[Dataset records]
┌──

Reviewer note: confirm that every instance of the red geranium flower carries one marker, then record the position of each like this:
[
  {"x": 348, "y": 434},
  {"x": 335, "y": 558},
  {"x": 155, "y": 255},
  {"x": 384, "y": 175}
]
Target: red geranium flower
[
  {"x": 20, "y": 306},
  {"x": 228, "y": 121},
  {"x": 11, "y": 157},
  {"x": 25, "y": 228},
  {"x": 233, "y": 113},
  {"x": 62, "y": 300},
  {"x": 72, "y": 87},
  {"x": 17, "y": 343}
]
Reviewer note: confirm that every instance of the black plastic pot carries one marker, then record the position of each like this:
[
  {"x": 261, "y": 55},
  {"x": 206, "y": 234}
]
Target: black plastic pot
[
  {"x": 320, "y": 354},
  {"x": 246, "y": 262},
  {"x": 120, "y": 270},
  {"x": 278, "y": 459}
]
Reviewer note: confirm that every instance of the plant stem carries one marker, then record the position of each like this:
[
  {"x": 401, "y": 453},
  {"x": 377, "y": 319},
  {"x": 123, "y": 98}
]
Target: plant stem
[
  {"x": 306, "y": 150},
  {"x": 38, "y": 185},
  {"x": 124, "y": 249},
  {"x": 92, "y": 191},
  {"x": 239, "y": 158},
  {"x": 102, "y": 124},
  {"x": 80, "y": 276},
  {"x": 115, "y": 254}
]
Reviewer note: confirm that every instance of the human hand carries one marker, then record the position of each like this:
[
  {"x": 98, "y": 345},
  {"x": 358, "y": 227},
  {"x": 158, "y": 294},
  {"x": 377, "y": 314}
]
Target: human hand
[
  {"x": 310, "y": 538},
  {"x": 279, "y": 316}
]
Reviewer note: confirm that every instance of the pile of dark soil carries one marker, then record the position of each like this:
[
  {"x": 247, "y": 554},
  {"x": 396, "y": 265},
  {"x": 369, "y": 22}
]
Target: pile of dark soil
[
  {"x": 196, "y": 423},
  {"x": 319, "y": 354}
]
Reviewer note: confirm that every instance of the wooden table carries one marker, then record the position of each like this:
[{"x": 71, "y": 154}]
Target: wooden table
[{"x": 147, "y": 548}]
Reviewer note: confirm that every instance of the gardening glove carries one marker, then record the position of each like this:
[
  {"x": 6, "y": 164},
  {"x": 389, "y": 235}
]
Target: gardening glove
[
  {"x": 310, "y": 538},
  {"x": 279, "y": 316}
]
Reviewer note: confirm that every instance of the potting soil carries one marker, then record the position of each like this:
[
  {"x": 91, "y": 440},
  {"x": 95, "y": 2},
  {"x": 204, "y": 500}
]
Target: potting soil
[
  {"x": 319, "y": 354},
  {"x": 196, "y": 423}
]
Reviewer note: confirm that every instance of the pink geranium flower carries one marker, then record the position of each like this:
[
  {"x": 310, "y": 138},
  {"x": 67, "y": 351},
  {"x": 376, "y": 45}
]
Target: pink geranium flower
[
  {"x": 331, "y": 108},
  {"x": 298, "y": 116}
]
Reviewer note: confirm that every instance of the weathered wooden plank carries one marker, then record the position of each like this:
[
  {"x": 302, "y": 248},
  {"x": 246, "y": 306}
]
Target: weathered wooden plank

└──

> Task to complete
Restate the records above verbatim, omitting no line.

> Exercise output
Reviewer note: confirm that every instance of the red geranium flower carries one marker, then record the position of each like this:
[
  {"x": 348, "y": 434},
  {"x": 335, "y": 558},
  {"x": 155, "y": 255},
  {"x": 384, "y": 175}
]
Target: red geranium flower
[
  {"x": 20, "y": 306},
  {"x": 228, "y": 121},
  {"x": 11, "y": 157},
  {"x": 25, "y": 228},
  {"x": 233, "y": 113},
  {"x": 62, "y": 300},
  {"x": 72, "y": 87},
  {"x": 17, "y": 343}
]
Reviewer note: confirm that every instance of the black plastic pot carries one marker, then record the position of each like this:
[
  {"x": 261, "y": 55},
  {"x": 206, "y": 234}
]
Target: black plastic pot
[
  {"x": 320, "y": 354},
  {"x": 246, "y": 262},
  {"x": 120, "y": 270},
  {"x": 278, "y": 459}
]
Reviewer note: confirm that every instance of the plant stem carries one marker, then record the position of each like this:
[
  {"x": 401, "y": 453},
  {"x": 377, "y": 319},
  {"x": 123, "y": 98}
]
Target: plant stem
[
  {"x": 306, "y": 150},
  {"x": 38, "y": 185},
  {"x": 124, "y": 249},
  {"x": 92, "y": 191},
  {"x": 239, "y": 158},
  {"x": 102, "y": 124},
  {"x": 80, "y": 276},
  {"x": 115, "y": 254}
]
Reviewer note: confirm that every instance of the human hand carries one marker, then record the position of each like this:
[
  {"x": 98, "y": 345},
  {"x": 358, "y": 227},
  {"x": 158, "y": 294},
  {"x": 377, "y": 314}
]
Target: human hand
[
  {"x": 310, "y": 538},
  {"x": 279, "y": 316}
]
Reviewer note: confirm that every instance of the pile of dark soil carries one marker, then record the position of each like this:
[
  {"x": 247, "y": 554},
  {"x": 396, "y": 265},
  {"x": 369, "y": 22}
]
Target: pile of dark soil
[
  {"x": 196, "y": 423},
  {"x": 319, "y": 354}
]
Reviewer note: confirm that every instance of the wooden table carries one marker, then record the position of each like this:
[{"x": 71, "y": 154}]
Target: wooden table
[{"x": 147, "y": 548}]
Reviewer note: confirm that every instance of the gardening glove carries one marker, then record the position of each like this:
[
  {"x": 6, "y": 164},
  {"x": 389, "y": 235}
]
Target: gardening glove
[
  {"x": 310, "y": 538},
  {"x": 279, "y": 316}
]
Reviewer note: confirm that every instance of the potting soil carries one marker, then record the position of each like this:
[
  {"x": 91, "y": 440},
  {"x": 95, "y": 2},
  {"x": 204, "y": 500}
]
Target: potting soil
[
  {"x": 319, "y": 354},
  {"x": 196, "y": 423}
]
Reviewer note: confirm that every instance of the pink geranium flower carries one marker, then record the position of each like this:
[
  {"x": 310, "y": 138},
  {"x": 67, "y": 351},
  {"x": 376, "y": 45}
]
Target: pink geranium flower
[
  {"x": 331, "y": 108},
  {"x": 298, "y": 116}
]
Reviewer note: confirm that every instance of the weathered wooden plank carries one marker, then record the position of each like this:
[
  {"x": 302, "y": 248},
  {"x": 246, "y": 306}
]
Target: weathered wooden plank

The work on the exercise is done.